START SUPPLIED RECORDS
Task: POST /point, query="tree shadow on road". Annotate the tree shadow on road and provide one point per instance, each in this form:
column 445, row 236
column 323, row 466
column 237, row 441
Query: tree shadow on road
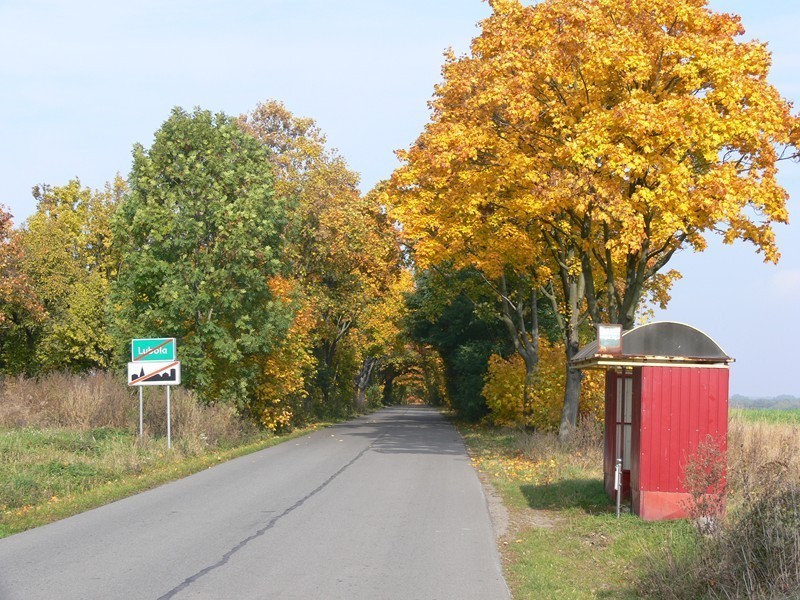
END SUPPLIED RECORDS
* _TASK TO CARRY OUT_: Reproduce the listing exactly, images omitted.

* _REPLY_:
Task: POST /point, query="tree shadow on road". Annotate the tree shadow on road and provide one point per instance, each in this form:
column 445, row 236
column 323, row 466
column 237, row 441
Query: tree shadow on road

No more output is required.